-- Objective A --
In the career-planning article, duplicate the part that begins at the words "What does a" and stops after "learning to sing).".
-- Objective B --
Shorten the paragraph of the career-planning article that opens with "Planning for a career in the performing arts," keeping its main facts.

[START Selected passage]

Planning for a career in the performing arts is not for the faint of heart. Rejection, luck, and struggle are often the only names in the game. Instead of simply going to school, applying for a job in your field, and carrying on until retirement, creative professions often require a bit more hustle and bustle. For most, you’ll need to work (sometimes several) survival jobs while simultaneously honing your craft, auditioning, and networking. How do you prioritize?
Well, you could create a career plan. But what does that look like in this day and age? With all the changes in the industry, it sometimes feels like the old sayings about planning land a bit hollow. Here, we’ll help you to find some sort of footing in the ever-shifting sands that are foundational to a career in entertainment.
A career plan is a tool—it can be a complex living document or a simple bulleted list—that helps you to create and take action on your long- and short-term goals.
What does a creative’s career plan look like?
When it comes to templates, there are plenty of options out there. Pick one that makes sense for how your brain works. Don’t like it? Try another one the next time you reevaluate your work life. This is no one-size-fits-all situation. That said, a good career plan will probably include the following:
1. An assessment of your skills, strengths, and weaknesses
This can be as simple as a list or a more detailed synopsis that breaks down specifics. No matter the form, it’s vital to understand what you bring to the equation as a performer, where your skills could use some work, and what you could possibly add to your toolkit (like getting better at accents or learning to sing).

[END Selected passage]
[START Information provided]

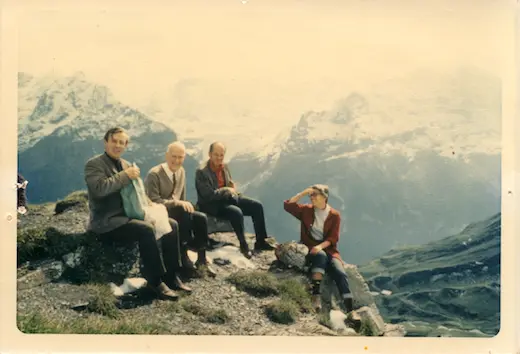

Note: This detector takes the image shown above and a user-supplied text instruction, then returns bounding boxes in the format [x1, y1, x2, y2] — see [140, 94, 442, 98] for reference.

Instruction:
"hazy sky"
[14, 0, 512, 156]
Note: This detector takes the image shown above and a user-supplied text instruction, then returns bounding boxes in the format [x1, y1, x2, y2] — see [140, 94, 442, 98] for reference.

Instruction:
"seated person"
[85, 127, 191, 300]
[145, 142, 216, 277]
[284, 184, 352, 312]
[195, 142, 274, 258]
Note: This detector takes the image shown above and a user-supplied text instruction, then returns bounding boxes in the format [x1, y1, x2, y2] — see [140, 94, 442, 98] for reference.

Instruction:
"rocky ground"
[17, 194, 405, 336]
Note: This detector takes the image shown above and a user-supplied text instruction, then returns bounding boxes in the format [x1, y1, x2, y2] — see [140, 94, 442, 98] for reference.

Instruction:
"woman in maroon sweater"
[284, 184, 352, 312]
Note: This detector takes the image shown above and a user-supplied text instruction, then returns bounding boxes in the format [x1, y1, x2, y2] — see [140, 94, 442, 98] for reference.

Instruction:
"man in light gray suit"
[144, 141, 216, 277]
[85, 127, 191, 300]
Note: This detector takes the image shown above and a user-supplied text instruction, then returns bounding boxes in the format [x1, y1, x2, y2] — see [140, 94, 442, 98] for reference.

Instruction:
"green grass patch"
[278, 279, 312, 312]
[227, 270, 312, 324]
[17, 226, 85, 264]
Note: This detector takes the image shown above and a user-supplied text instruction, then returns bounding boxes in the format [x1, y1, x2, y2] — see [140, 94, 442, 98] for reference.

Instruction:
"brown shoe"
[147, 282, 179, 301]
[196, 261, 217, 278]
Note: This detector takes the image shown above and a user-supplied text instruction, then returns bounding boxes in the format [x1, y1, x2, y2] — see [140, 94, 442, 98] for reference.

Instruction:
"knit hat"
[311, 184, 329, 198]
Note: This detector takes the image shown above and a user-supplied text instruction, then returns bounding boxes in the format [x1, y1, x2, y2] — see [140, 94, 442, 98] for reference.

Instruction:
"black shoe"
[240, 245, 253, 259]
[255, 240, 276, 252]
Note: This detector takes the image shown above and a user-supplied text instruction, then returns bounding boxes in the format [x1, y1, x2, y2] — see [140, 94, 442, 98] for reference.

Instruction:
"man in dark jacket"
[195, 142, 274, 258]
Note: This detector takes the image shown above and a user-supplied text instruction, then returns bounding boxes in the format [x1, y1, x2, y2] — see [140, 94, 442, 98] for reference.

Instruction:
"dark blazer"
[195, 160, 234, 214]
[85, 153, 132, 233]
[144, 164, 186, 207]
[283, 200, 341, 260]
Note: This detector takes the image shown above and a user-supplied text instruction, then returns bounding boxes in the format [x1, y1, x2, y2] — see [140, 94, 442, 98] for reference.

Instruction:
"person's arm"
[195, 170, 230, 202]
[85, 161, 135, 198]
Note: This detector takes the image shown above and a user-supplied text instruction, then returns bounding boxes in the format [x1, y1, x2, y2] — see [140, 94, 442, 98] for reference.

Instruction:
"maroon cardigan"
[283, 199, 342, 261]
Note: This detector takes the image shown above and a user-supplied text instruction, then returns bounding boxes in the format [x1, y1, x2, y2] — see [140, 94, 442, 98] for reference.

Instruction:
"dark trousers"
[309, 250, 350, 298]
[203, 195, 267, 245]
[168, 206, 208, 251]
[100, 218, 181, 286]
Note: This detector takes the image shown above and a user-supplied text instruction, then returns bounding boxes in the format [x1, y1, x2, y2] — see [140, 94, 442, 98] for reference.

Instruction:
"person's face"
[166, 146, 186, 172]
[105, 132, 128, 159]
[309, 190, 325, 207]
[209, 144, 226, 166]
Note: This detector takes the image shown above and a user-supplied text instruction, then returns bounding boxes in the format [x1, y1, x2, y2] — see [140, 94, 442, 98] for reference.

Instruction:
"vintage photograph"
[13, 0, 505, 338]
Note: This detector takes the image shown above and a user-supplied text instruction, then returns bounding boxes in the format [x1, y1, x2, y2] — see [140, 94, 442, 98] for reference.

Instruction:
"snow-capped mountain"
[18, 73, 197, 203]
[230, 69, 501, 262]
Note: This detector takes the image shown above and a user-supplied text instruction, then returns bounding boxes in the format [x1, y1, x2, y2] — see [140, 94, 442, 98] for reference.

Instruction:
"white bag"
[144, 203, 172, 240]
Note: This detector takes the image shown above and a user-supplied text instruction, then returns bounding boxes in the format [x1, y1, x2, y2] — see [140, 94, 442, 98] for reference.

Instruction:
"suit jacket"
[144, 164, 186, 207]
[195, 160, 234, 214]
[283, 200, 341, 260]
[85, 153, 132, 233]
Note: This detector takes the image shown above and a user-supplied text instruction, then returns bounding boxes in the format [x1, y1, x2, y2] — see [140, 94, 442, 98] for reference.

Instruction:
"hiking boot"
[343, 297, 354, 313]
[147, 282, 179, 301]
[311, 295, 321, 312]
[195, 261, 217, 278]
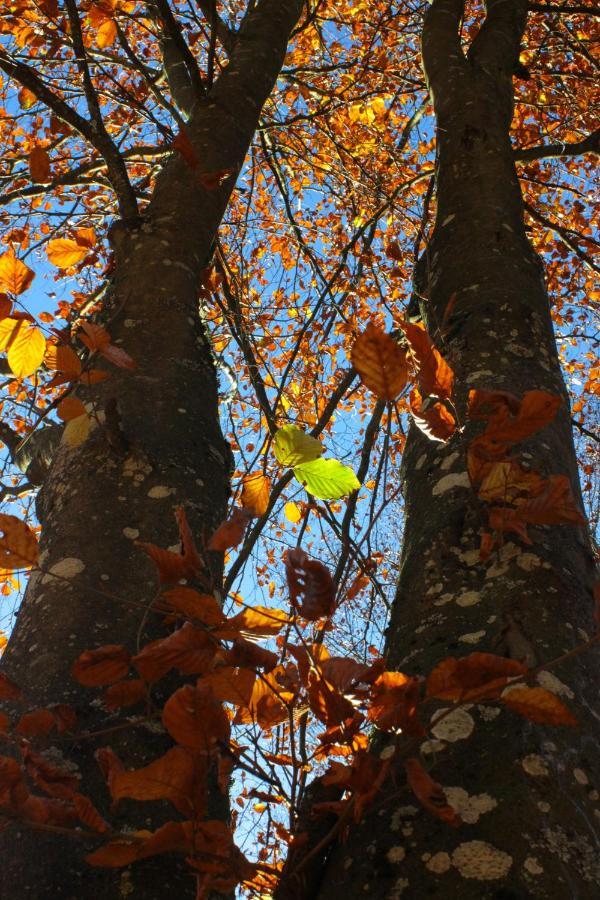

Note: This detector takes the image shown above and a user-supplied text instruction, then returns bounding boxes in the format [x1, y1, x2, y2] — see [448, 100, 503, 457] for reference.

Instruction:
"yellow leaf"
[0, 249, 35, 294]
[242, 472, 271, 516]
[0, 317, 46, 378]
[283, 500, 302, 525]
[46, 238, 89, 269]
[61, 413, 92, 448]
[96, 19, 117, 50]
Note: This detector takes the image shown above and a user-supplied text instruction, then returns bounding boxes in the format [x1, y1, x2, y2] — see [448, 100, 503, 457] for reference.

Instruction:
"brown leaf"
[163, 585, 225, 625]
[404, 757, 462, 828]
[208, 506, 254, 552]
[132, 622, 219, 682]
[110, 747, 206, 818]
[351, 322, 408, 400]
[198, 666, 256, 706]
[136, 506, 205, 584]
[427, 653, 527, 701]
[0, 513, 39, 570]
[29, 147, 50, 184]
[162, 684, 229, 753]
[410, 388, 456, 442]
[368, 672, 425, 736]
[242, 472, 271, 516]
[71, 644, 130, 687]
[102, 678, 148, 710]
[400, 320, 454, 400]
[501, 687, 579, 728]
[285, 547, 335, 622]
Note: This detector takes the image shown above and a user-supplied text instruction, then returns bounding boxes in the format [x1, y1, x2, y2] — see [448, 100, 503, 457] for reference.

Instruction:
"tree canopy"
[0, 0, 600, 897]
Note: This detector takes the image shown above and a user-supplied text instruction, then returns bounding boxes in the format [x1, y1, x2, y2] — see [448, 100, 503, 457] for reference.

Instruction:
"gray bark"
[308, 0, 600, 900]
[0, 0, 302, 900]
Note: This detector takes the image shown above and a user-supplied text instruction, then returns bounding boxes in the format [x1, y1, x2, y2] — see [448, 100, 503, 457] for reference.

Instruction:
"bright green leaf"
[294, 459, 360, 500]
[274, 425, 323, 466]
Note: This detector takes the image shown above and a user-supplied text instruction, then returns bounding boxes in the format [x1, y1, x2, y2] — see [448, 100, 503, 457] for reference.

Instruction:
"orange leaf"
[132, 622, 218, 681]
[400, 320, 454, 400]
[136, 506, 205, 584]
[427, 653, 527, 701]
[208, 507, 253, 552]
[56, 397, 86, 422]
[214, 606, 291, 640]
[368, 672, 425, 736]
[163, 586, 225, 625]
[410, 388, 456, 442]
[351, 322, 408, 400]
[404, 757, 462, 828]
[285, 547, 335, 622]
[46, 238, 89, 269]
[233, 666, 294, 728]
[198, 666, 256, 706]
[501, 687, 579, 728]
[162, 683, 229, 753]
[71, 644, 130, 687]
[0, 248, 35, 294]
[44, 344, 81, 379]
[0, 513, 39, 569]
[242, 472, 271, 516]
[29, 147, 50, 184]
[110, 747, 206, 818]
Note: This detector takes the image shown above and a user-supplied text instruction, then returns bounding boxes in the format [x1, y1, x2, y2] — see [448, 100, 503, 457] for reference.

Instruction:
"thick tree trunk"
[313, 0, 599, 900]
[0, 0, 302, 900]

[END Information provided]
[START Information provided]

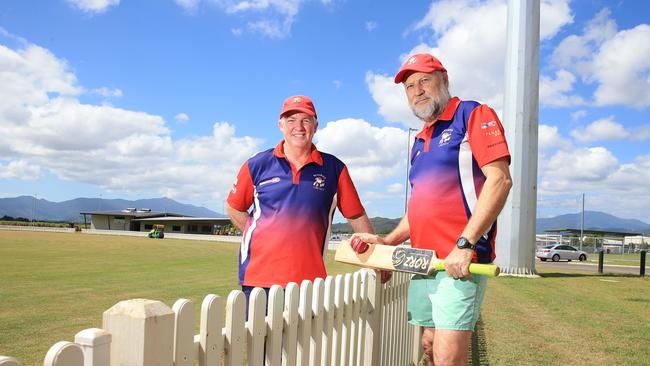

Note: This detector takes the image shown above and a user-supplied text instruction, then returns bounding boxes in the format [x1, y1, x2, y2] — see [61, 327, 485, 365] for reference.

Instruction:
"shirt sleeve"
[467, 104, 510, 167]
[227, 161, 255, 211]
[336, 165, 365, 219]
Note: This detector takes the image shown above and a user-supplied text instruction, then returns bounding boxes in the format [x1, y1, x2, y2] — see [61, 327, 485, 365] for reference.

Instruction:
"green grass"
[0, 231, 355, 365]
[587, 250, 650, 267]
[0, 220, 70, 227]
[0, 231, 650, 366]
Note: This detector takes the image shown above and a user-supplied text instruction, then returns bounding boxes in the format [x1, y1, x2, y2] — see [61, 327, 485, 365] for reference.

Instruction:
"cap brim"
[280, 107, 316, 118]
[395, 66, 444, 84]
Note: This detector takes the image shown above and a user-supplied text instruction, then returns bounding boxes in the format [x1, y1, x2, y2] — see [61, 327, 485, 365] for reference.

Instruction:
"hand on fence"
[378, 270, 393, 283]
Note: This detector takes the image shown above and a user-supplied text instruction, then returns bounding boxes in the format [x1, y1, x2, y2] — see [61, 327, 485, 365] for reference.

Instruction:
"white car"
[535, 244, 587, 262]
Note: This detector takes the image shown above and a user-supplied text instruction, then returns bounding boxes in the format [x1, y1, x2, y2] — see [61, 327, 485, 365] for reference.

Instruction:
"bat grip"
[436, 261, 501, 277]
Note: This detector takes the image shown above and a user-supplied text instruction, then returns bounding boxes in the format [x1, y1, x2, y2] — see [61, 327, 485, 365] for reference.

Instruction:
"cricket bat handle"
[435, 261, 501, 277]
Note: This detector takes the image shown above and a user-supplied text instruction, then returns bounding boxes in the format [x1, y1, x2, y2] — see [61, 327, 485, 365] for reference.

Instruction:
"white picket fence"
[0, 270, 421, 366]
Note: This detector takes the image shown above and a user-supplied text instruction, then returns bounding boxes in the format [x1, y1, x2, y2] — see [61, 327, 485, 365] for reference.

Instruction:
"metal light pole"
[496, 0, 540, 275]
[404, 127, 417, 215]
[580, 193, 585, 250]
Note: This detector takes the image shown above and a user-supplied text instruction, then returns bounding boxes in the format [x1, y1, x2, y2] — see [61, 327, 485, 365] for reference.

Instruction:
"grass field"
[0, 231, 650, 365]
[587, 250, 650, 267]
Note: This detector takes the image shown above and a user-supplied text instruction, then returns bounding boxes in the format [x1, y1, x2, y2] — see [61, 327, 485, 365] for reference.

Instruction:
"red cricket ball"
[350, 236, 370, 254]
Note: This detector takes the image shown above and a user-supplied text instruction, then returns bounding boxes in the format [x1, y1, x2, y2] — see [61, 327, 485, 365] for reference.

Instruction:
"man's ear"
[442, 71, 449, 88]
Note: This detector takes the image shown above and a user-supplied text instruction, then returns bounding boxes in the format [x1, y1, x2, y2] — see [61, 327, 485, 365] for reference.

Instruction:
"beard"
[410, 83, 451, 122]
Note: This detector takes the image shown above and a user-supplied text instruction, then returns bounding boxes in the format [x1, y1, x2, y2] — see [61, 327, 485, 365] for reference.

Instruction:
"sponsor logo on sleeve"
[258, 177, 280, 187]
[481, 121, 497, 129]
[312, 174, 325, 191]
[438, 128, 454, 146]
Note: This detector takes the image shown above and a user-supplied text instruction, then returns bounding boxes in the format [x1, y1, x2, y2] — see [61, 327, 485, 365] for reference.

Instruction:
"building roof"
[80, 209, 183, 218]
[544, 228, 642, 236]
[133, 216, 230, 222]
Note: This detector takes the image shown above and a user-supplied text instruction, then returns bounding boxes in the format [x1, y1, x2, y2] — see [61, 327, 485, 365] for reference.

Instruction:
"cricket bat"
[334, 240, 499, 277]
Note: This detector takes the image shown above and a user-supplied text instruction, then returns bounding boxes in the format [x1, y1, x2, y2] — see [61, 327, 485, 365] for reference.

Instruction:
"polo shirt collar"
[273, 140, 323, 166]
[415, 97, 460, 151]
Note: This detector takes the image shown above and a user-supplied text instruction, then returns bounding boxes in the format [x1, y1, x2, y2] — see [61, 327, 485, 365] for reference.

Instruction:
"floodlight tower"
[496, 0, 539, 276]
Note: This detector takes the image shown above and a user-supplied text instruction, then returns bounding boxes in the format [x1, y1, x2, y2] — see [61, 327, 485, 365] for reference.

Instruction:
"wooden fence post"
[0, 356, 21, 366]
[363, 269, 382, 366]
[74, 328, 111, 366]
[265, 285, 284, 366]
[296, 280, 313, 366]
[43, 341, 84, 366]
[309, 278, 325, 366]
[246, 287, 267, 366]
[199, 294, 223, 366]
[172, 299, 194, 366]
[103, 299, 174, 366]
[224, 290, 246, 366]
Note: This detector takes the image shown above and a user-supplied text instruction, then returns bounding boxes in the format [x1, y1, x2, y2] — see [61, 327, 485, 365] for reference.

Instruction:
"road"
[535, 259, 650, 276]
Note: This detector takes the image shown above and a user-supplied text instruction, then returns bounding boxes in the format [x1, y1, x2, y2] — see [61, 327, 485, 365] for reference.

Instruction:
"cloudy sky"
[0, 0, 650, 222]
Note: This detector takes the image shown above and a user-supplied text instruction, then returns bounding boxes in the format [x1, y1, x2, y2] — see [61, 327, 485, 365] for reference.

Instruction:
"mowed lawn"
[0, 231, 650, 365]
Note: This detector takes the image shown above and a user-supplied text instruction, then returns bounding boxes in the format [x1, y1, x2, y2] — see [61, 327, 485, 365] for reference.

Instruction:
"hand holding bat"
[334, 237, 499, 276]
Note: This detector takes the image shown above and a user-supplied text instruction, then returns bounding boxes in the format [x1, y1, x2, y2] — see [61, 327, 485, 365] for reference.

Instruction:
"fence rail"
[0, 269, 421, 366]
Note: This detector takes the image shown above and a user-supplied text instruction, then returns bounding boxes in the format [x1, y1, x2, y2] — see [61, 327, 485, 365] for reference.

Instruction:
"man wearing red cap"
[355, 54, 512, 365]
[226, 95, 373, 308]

[END Information provided]

-- Task answer A --
What does a creative’s career plan look like?
When it comes to templates, there are plenty of options out there. Pick one that makes sense for how your brain works. Don’t like it? Try another one the next time you reevaluate your work life. This is no one-size-fits-all situation. That said, a good career plan will probably include the following:
1. An assessment of your skills, strengths, and weaknesses
This can be as simple as a list or a more detailed synopsis that breaks down specifics. No matter the form, it’s vital to understand what you bring to the equation as a performer, where your skills could use some work, and what you could possibly add to your toolkit (like getting better at accents or learning to sing).

-- Task answer B --
A performing arts career is hard and full of rejection, luck, and struggle. Creative work doesn't follow a straight path from school to a job to retirement. It takes more hustle. Most people hold one or more survival jobs while improving their craft, auditioning, and networking, which leaves the question of how to prioritize.